EXERCISE INSTRUCTIONS: Omit any picture, and return the remaining data exactly as written.

[Excerpts from a dataset]
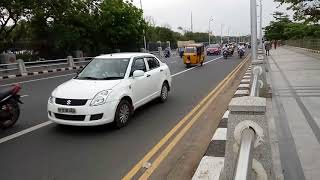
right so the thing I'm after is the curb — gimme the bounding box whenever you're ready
[0,66,84,80]
[192,65,252,180]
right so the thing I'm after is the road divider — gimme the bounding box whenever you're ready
[122,55,249,179]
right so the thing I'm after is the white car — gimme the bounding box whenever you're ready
[48,53,172,128]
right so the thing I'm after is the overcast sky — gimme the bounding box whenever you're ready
[132,0,292,36]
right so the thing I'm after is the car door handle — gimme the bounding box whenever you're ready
[147,74,151,77]
[160,69,164,72]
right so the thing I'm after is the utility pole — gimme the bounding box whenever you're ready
[259,0,263,50]
[139,0,147,51]
[191,11,193,32]
[250,0,258,61]
[208,17,213,45]
[220,24,224,44]
[227,27,230,43]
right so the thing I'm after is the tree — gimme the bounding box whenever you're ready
[274,0,320,23]
[0,0,33,40]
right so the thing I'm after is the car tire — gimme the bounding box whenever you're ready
[113,99,132,128]
[159,83,169,103]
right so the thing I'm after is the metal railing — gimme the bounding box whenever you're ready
[285,39,320,51]
[234,128,256,180]
[234,65,263,180]
[0,56,93,76]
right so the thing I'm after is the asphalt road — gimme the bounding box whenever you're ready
[0,54,243,180]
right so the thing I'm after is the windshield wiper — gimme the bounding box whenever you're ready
[76,76,100,80]
[101,77,122,80]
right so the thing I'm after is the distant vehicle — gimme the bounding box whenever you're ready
[183,43,205,68]
[48,53,172,128]
[206,44,221,55]
[0,84,22,129]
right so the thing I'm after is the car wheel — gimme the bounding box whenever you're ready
[114,99,132,128]
[159,83,169,103]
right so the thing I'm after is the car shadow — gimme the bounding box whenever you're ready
[50,98,164,135]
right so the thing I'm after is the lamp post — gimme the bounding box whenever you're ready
[139,0,147,51]
[259,0,263,50]
[208,17,213,45]
[250,0,257,61]
[221,24,224,44]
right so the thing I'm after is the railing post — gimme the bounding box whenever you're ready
[67,56,74,68]
[158,47,163,58]
[220,96,274,180]
[17,59,27,74]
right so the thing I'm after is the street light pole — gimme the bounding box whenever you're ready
[259,0,263,50]
[208,17,213,45]
[220,24,224,44]
[250,0,258,61]
[139,0,147,51]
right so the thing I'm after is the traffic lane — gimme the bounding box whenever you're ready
[0,74,75,138]
[0,56,196,137]
[0,56,243,180]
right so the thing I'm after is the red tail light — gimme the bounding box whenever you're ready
[11,84,21,94]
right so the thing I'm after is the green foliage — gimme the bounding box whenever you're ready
[264,12,320,40]
[274,0,320,23]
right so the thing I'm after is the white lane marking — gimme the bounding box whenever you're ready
[0,121,53,144]
[171,56,222,77]
[0,73,76,87]
[211,128,227,141]
[0,56,223,143]
[21,95,29,98]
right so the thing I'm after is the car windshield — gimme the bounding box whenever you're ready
[76,58,130,80]
[184,47,196,53]
[208,44,220,48]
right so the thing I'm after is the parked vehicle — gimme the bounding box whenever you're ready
[206,44,221,55]
[48,53,172,128]
[0,84,22,129]
[183,43,205,68]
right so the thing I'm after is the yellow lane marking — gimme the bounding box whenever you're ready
[122,57,248,180]
[138,58,248,179]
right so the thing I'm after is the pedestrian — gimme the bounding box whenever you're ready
[265,41,271,56]
[274,40,277,49]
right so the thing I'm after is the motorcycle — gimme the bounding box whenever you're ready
[238,48,245,59]
[223,50,228,59]
[164,50,171,58]
[0,84,22,129]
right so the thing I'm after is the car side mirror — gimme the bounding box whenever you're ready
[133,70,144,78]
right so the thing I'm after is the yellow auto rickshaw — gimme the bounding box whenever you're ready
[183,43,205,68]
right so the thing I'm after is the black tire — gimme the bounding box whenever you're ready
[113,99,132,128]
[0,99,20,129]
[186,63,191,68]
[159,83,169,103]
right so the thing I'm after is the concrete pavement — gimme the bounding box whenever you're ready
[268,47,320,180]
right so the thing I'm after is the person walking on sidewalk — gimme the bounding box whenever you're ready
[265,41,271,56]
[273,40,277,49]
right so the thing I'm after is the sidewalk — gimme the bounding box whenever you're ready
[268,47,320,180]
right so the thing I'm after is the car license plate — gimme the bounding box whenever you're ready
[58,108,76,113]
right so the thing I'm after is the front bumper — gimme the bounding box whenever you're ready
[47,100,118,126]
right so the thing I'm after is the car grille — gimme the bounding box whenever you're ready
[54,113,85,121]
[55,98,87,106]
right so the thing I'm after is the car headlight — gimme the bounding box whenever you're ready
[90,90,111,106]
[48,96,55,104]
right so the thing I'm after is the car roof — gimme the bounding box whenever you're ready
[95,52,155,59]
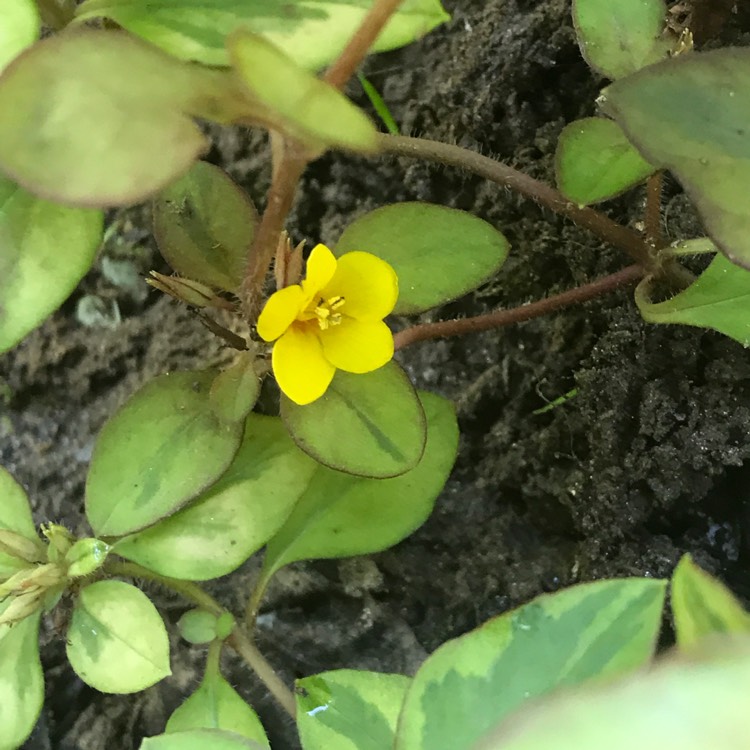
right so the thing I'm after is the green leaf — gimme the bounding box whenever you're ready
[671,554,750,648]
[0,0,39,73]
[85,370,243,538]
[66,580,171,693]
[297,670,409,750]
[261,391,457,587]
[395,578,667,750]
[603,48,750,269]
[0,610,43,748]
[209,354,261,424]
[282,362,426,478]
[75,0,450,70]
[112,414,316,579]
[0,30,225,207]
[0,466,37,578]
[635,253,750,345]
[153,161,257,293]
[474,640,750,750]
[0,175,103,352]
[142,729,266,750]
[336,203,510,315]
[228,30,377,153]
[166,658,269,747]
[555,117,654,205]
[572,0,670,80]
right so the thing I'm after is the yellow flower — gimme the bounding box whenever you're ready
[257,243,398,405]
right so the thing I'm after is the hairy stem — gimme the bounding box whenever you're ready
[324,0,406,89]
[379,134,656,269]
[240,150,307,321]
[104,560,296,719]
[393,264,644,350]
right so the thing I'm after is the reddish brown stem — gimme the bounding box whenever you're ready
[393,265,644,350]
[324,0,406,90]
[379,134,655,270]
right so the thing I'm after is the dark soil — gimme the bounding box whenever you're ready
[4,1,750,748]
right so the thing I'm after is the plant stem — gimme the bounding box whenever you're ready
[104,560,296,719]
[645,171,663,249]
[240,150,307,320]
[393,264,644,350]
[378,134,655,270]
[228,627,297,718]
[324,0,406,90]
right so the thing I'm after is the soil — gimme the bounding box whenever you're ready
[4,1,750,748]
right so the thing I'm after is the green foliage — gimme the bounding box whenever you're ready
[0,175,103,353]
[671,555,750,648]
[0,610,43,749]
[74,0,450,70]
[296,670,410,750]
[152,161,258,293]
[572,0,670,80]
[395,578,666,750]
[604,48,750,269]
[258,392,457,593]
[474,641,750,750]
[228,31,378,153]
[209,355,261,424]
[112,414,316,580]
[281,363,427,478]
[555,117,654,205]
[0,31,231,207]
[0,0,38,73]
[0,467,38,578]
[635,253,750,345]
[141,729,267,750]
[166,650,269,746]
[85,370,244,537]
[336,202,510,315]
[66,580,171,693]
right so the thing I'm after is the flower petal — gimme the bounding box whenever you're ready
[301,244,338,303]
[320,318,394,374]
[323,251,398,321]
[273,324,335,405]
[257,284,305,342]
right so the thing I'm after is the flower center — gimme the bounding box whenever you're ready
[313,295,345,330]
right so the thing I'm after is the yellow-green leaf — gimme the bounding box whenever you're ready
[0,30,224,206]
[671,554,750,648]
[67,580,171,693]
[74,0,450,70]
[0,175,103,352]
[0,0,39,73]
[228,30,377,153]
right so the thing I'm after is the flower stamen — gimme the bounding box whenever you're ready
[314,295,345,330]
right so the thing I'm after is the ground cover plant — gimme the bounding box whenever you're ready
[3,0,750,747]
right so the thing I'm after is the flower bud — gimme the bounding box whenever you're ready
[0,530,45,564]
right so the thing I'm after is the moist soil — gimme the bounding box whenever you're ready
[4,1,750,748]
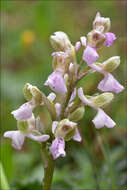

PROBLEM SOLUTION:
right so the thing I'm after is the curb — gimme the bounding box whenever you're ready
[0,66,84,80]
[192,65,252,180]
right so the thing I'm after is the road divider — gimme the bounding box whenever you're ready
[122,55,249,179]
right so the thing I'm after is the white car — gimme the bounding box whenever you're ready
[48,53,172,128]
right so the thing I'm after is the overcast sky — gimme the bounding box whenever you're ready
[132,0,292,36]
right so the thing I'm after is the car door handle — gimme the bounding box whenever you're ready
[147,74,151,77]
[160,69,164,72]
right so the thing I'm after is the utility pole — gimme the bounding box whenever you're ready
[259,0,263,50]
[139,0,147,51]
[191,11,193,32]
[250,0,258,61]
[208,17,213,45]
[220,24,224,44]
[227,27,230,43]
right so the thing I'm after is the tree — gimme the bounding box whenever you're ready
[274,0,320,23]
[0,0,33,40]
right so the thing I'm after is the car tire — gimme the bounding box whenever you're ready
[113,99,132,128]
[159,83,169,103]
right so the thing I'm after is the metal railing — gimme the bounding box whenever you're ready
[285,39,320,51]
[234,128,256,180]
[234,65,263,180]
[0,56,93,76]
right so the thing I'm after is the asphalt road — gimme the bounding box whenever you're ready
[0,54,243,180]
right so the thing I'm after is the windshield wiper — gimme the bounding box whenever you're ready
[76,76,100,80]
[101,77,122,80]
right so the thing I'm after is the distant vehicle — gimme the bounding box whenever you're ready
[183,43,205,68]
[48,53,172,128]
[206,44,221,55]
[0,84,22,129]
right so the thing I'm after is the car wheel — gimme the bounding box whenever you're ready
[114,99,132,128]
[159,83,169,103]
right so the thing I'm after is the car shadow — gimme the bounding box whenever you're ready
[50,98,164,135]
right so the thing I'm after is the lamp post — gimme the bounding box whenever you're ready
[139,0,147,51]
[259,0,263,50]
[208,17,213,45]
[250,0,257,61]
[221,24,224,44]
right so the thing I'm after is the railing post — gimme the bounding box whenever you're ready
[67,56,74,68]
[158,47,163,58]
[220,96,274,180]
[17,59,27,74]
right so the thing I'm after is the street light pole — gimme the bounding box whenever you're ready
[259,0,263,50]
[208,17,213,45]
[220,24,224,44]
[250,0,258,61]
[139,0,147,51]
right so the thing I'm after is the traffic lane — gimme the bounding box whenever you're ready
[0,74,75,138]
[0,56,196,137]
[0,56,243,180]
right so the thing I'm after is the red tail light — gimme the bounding box whenever you're ready
[11,84,21,94]
right so the thing I'm after is the green foliage — gimme the bounding box whenever you're ready
[264,12,320,40]
[274,0,320,23]
right so the thing I'm after is the white lane marking — gimme the bounding box whenever you're ready
[0,121,53,144]
[171,56,222,77]
[0,73,76,87]
[211,128,227,141]
[0,56,223,143]
[21,95,29,98]
right so the thing I'm after is the car windshield — gimme the bounding box whenever you're ready
[76,58,130,80]
[184,47,196,53]
[208,44,220,48]
right so the thing I'm after is the parked vehicle — gimme the bounding box whenever you're ready
[206,44,221,55]
[48,53,172,128]
[0,84,22,129]
[183,43,205,68]
right so the thing I'm after is the yellow lane marking — gimme the bounding box whenever you're ready
[122,57,248,180]
[138,58,248,179]
right so the thing I'm after is the pedestrian — gimme the bounding box whenever you're ready
[265,41,271,56]
[274,40,277,49]
right so the thing I'm after is the motorcycle — gimme the bounding box whenever you're ready
[238,48,245,59]
[223,50,228,59]
[164,50,171,58]
[0,84,22,129]
right so the thing I'm after is the car side mirror — gimme the bounding box whenever you're ready
[133,70,144,78]
right so the thing I'm after is the yellow auto rickshaw — gimme the bounding box whenever you're ready
[183,43,205,68]
right so the thing I'm after is the black tire — gimme the bounding box whenever you're ready
[113,99,132,128]
[0,99,20,129]
[186,63,191,68]
[159,83,169,103]
right so the thing I'm after is the concrete pavement — gimme the bounding box whenever you're ready
[268,47,320,180]
right so the thing I'm after is the person walking on sidewalk — gimme the bounding box whenever you're ready
[265,41,271,56]
[273,40,277,49]
right so the thing I'm after is the sidewalk — gimme the bounding box whenever you're ready
[268,47,320,180]
right so the thing I'm after is the car license plate — gimme the bounding box whenever you're ready
[58,108,76,113]
right so the thing I'm after is the front bumper — gimme the bounding box whenever you're ready
[47,100,118,126]
right so the thing I'm after is the car grille — gimme the bounding box whenever you're ready
[54,113,85,121]
[55,98,87,106]
right so the thing I'm after is the car headlight — gimme the bounding box whenever you're ready
[90,90,111,106]
[48,96,55,104]
right so the thing I'm after is the car roof — gimme the bounding box whenever you're ready
[95,52,155,59]
right so the thing I'm after is the green leaf — gimme the bounding box whenever you're ready
[671,554,750,648]
[0,0,39,73]
[85,370,243,538]
[66,580,171,693]
[297,670,409,750]
[261,391,457,587]
[395,578,667,750]
[603,48,750,269]
[0,610,43,748]
[209,354,261,424]
[282,362,426,478]
[75,0,450,70]
[112,414,316,579]
[0,30,225,207]
[0,466,37,578]
[635,253,750,345]
[153,161,257,293]
[474,640,750,750]
[0,175,103,352]
[142,729,266,750]
[336,203,510,315]
[228,30,377,153]
[166,658,269,747]
[555,117,654,205]
[572,0,670,80]
right so the thing I'm after is the yellow flower — gimme the bounding box whenever you're ready
[257,243,398,405]
right so the thing I'm after is the hairy stem — gimme the bounding box whenever you're ready
[324,0,406,89]
[379,134,656,269]
[240,150,307,321]
[104,560,296,719]
[393,264,644,350]
right so the thing I'm after is the reddish brown stem — gimme the bounding box whenever you're ready
[393,265,644,350]
[324,0,406,90]
[379,134,655,270]
right so the thing I'm after is the dark soil — gimme the bounding box whenever you're ready
[4,1,750,748]
right so the thing I'm after is the plant stem — gimme the bounding box whenever you're ready
[104,560,296,719]
[645,171,663,249]
[240,150,307,320]
[393,264,644,350]
[378,134,655,270]
[228,627,297,718]
[324,0,406,90]
right so the thing I'm after is the soil — gimme the bounding box whenever you're ready
[4,1,750,748]
right so the thing I'm after is the green foliage — gimme the bounding box whenever you're ready
[0,175,103,353]
[671,555,750,648]
[0,610,43,749]
[74,0,450,70]
[296,670,410,750]
[152,161,258,293]
[572,0,670,80]
[395,578,666,750]
[604,48,750,269]
[258,392,457,593]
[474,641,750,750]
[228,31,378,153]
[209,355,261,424]
[112,414,316,580]
[281,363,427,478]
[555,117,654,205]
[0,31,231,207]
[0,0,38,73]
[0,467,38,578]
[635,253,750,345]
[141,729,267,750]
[166,650,269,746]
[85,370,244,537]
[336,202,510,315]
[66,580,171,693]
right so the thing I'm after is the flower petal — gimme the bounding box whenever you're ready
[301,244,338,303]
[320,318,394,374]
[323,251,398,321]
[273,324,335,405]
[257,284,305,342]
right so the thing I'm after is the flower center — gimme the bounding box whenever you're ready
[313,295,345,330]
right so the thing I'm after is the yellow-green leaf — gimme the bounding box whenever you're ready
[0,30,224,206]
[671,554,750,648]
[67,580,171,693]
[74,0,450,70]
[0,175,103,352]
[0,0,39,73]
[228,30,377,153]
right so the thing I'm after is the flower stamen — gimme the bounding box whenever you're ready
[314,295,345,330]
right so the thing I'm after is the ground cover plant — gimme the bounding box whenever you're ready
[3,0,750,747]
right so the thing I'm after is the flower bud — gimme the bounding box whenever you're ready
[0,530,45,564]
right so the thing I'm after is the moist soil — gimme the bounding box whenever you're ready
[4,1,750,748]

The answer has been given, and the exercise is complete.